• [GOAL OF THE EXERCISE]: Pull out each line of the listing below that contains the string "wing", and copy those lines in the order they appear.

Records excerpted from a collection
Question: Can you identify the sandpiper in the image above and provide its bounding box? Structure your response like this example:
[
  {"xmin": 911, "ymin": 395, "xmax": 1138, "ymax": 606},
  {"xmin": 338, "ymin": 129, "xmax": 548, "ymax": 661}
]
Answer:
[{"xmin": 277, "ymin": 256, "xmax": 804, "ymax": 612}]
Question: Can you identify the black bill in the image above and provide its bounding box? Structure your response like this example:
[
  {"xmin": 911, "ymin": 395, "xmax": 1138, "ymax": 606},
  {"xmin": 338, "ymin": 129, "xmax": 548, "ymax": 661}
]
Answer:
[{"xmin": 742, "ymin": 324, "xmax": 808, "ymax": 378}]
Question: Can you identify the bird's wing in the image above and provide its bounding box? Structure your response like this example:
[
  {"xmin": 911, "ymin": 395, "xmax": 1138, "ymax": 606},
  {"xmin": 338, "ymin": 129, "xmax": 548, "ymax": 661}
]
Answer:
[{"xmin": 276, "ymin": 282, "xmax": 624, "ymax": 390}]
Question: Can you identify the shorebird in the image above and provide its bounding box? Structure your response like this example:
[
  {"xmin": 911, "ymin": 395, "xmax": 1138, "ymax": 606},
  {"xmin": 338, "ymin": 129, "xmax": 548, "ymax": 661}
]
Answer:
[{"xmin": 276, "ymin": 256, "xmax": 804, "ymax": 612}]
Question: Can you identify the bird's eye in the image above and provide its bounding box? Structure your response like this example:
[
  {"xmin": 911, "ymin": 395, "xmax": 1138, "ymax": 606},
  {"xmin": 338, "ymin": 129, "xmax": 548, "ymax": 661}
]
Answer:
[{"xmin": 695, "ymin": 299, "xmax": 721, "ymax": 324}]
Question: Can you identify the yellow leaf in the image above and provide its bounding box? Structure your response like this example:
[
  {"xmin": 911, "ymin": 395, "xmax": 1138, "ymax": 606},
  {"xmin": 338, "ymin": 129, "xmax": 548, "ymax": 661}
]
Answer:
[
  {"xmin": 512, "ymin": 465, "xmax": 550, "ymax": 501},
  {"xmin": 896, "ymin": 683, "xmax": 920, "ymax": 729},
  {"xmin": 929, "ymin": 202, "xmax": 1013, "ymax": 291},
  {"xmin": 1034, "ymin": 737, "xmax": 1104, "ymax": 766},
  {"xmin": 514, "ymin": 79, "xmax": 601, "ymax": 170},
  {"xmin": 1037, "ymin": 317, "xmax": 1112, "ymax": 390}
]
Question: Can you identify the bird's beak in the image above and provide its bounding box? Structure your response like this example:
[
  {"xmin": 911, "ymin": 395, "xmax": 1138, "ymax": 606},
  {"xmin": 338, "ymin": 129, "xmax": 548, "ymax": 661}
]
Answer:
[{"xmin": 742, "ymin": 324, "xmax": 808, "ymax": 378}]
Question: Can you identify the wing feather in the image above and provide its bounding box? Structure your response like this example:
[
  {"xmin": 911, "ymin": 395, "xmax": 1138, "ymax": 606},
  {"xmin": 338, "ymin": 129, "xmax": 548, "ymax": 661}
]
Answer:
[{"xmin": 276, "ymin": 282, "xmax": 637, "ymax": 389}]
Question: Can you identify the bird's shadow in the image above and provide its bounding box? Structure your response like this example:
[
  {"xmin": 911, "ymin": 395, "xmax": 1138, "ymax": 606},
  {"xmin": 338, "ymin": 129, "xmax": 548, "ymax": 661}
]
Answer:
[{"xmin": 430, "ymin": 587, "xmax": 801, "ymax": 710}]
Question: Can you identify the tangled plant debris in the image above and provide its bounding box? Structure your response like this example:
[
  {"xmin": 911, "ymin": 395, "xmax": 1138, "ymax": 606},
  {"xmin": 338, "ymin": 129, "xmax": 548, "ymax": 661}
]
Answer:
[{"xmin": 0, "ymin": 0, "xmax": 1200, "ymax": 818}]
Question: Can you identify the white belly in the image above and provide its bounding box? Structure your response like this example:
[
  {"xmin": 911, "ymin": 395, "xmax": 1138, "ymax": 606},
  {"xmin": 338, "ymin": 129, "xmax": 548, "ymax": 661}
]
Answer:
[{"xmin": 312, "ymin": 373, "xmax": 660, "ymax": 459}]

• [REPLY]:
Question: Can you identify the bird's wing in the image above and provide its bounding box? Structure your response like this example:
Question: Can you identify the wing feather in the image above and provide its bounding box? Structure your response like this example:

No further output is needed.